> _Exercise prompt_
Should the word "every" occur in a line of the records, copy that line.

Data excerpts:
##########

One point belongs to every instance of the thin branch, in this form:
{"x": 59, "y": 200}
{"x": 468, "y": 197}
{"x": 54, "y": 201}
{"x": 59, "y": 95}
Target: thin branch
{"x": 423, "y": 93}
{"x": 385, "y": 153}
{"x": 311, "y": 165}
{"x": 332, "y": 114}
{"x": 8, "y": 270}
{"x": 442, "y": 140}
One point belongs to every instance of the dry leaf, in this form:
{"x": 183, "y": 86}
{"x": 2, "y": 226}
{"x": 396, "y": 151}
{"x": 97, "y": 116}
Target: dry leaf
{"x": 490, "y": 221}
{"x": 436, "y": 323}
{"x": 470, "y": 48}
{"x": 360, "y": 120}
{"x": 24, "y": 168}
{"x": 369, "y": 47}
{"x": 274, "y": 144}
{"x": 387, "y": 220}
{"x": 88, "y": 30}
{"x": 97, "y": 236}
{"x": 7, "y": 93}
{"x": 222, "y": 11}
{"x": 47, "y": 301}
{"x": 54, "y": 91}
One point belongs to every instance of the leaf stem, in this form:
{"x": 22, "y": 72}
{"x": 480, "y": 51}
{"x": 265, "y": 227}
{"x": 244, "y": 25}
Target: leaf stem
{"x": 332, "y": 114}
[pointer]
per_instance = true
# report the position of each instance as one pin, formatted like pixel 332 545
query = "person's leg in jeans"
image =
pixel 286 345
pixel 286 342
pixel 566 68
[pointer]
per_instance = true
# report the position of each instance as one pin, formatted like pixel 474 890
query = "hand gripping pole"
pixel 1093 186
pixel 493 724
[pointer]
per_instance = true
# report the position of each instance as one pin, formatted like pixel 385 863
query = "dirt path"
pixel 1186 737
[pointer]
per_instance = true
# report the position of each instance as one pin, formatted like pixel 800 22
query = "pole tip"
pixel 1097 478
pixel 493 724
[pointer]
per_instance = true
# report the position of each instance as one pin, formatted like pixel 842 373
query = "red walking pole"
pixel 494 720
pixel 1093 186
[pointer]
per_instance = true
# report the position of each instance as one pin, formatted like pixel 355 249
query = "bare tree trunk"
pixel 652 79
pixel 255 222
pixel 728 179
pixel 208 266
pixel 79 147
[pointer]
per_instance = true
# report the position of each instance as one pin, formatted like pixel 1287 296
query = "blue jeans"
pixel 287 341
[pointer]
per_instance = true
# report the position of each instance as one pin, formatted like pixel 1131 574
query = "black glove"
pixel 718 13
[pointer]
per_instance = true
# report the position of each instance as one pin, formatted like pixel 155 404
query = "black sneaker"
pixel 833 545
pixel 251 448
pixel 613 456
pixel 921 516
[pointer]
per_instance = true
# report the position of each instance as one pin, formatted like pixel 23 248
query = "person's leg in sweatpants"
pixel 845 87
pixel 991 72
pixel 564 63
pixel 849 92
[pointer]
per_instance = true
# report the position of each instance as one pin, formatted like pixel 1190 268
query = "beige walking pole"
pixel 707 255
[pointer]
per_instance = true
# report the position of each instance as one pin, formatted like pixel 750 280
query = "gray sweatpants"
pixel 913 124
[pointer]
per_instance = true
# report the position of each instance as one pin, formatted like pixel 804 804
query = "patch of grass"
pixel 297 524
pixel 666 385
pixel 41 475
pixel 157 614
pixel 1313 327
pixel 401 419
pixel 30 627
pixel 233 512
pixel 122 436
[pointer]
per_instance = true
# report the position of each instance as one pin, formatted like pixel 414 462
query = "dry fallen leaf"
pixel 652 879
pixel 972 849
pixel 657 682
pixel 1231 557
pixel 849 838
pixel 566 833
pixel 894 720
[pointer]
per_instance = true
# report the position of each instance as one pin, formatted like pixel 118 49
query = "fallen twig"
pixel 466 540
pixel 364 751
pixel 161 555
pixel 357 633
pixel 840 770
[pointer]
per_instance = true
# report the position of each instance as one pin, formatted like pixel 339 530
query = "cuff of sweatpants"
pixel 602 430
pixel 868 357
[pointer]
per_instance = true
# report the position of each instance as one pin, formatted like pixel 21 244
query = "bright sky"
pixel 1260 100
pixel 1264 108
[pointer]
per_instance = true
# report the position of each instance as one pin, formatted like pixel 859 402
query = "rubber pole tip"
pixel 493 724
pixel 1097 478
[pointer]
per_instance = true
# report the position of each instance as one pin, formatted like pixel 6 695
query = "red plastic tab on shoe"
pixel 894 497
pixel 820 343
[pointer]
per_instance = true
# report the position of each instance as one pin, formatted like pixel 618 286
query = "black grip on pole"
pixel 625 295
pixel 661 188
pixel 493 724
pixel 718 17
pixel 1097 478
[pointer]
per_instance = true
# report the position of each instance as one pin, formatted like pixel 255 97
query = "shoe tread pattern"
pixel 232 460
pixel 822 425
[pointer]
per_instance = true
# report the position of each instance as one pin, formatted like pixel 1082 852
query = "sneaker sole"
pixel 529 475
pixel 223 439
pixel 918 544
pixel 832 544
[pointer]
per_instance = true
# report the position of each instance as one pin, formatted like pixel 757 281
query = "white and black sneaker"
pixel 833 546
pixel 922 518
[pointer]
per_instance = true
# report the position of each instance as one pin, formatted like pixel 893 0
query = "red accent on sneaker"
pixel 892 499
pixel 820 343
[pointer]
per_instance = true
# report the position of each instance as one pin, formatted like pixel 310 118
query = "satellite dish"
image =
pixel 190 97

##########

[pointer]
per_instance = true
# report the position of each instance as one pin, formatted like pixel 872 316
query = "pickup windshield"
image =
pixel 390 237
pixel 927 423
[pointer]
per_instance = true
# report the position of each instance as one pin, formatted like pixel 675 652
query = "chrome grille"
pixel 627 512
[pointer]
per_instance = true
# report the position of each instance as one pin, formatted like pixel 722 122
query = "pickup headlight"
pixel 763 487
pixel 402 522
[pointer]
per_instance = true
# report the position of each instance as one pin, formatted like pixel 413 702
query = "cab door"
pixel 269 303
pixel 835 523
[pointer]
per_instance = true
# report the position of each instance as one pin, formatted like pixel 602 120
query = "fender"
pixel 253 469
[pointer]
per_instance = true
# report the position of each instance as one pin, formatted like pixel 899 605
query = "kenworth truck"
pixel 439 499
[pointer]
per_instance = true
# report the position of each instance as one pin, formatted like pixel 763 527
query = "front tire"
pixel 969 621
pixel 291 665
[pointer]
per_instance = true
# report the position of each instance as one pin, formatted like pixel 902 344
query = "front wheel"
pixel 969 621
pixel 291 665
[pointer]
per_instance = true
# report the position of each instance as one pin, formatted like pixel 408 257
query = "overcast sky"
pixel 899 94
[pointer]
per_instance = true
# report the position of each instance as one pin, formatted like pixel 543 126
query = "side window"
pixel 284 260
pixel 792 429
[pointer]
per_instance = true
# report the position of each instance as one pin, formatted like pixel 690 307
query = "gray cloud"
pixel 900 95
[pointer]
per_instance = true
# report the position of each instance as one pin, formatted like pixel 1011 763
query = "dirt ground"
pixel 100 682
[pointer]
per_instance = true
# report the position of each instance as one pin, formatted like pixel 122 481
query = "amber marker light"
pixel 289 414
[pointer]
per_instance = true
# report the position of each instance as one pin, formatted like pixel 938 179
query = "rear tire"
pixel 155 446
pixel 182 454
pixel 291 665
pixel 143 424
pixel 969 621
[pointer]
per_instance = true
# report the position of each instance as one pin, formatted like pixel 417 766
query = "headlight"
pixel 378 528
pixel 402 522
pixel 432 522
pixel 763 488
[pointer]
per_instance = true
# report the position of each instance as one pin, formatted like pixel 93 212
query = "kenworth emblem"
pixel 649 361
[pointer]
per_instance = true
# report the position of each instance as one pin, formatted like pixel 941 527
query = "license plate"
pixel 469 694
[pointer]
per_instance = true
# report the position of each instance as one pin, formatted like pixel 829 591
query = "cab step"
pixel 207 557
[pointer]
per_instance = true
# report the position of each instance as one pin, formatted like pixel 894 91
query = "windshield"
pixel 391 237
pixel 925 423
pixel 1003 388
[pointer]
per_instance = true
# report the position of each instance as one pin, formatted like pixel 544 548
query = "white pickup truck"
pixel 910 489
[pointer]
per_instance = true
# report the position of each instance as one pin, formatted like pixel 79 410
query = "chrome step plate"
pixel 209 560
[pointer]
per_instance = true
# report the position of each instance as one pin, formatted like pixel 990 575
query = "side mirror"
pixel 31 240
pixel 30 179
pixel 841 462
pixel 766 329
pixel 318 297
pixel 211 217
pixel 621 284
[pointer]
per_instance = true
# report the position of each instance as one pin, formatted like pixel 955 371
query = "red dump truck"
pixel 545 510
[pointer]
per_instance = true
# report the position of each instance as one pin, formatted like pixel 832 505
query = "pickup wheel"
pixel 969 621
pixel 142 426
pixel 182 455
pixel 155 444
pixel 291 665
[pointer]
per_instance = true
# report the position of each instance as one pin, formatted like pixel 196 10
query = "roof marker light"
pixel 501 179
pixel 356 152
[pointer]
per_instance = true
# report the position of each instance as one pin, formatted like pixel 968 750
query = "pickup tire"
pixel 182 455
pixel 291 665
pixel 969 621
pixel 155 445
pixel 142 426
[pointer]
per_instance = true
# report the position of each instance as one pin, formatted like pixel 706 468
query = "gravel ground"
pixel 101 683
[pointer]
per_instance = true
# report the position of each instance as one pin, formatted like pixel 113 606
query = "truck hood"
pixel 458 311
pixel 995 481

##########

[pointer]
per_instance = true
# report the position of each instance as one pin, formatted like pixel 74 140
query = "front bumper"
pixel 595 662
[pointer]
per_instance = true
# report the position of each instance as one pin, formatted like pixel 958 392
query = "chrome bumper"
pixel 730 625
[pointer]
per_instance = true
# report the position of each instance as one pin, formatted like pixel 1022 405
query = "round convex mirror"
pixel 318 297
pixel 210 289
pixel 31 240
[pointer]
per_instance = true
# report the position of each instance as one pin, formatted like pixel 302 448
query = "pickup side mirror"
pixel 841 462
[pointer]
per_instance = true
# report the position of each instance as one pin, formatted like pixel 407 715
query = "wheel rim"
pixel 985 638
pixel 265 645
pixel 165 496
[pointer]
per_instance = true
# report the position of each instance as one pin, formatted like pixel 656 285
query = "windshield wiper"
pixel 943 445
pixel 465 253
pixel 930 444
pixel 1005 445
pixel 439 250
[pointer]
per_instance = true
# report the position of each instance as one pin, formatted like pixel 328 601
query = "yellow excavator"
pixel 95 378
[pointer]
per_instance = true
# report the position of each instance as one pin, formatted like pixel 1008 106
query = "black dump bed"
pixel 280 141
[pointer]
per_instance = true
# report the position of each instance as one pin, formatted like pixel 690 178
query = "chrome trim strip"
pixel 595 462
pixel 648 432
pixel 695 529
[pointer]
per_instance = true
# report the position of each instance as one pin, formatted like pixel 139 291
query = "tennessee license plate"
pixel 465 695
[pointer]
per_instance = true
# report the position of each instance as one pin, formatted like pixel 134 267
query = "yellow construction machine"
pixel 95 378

##########

> _Written solution_
One point belongs to every instance of the thin branch, in this form:
One point belongs to every instance of the dry leaf, in this form:
One point belongs to every instance of the leaf stem, in this form:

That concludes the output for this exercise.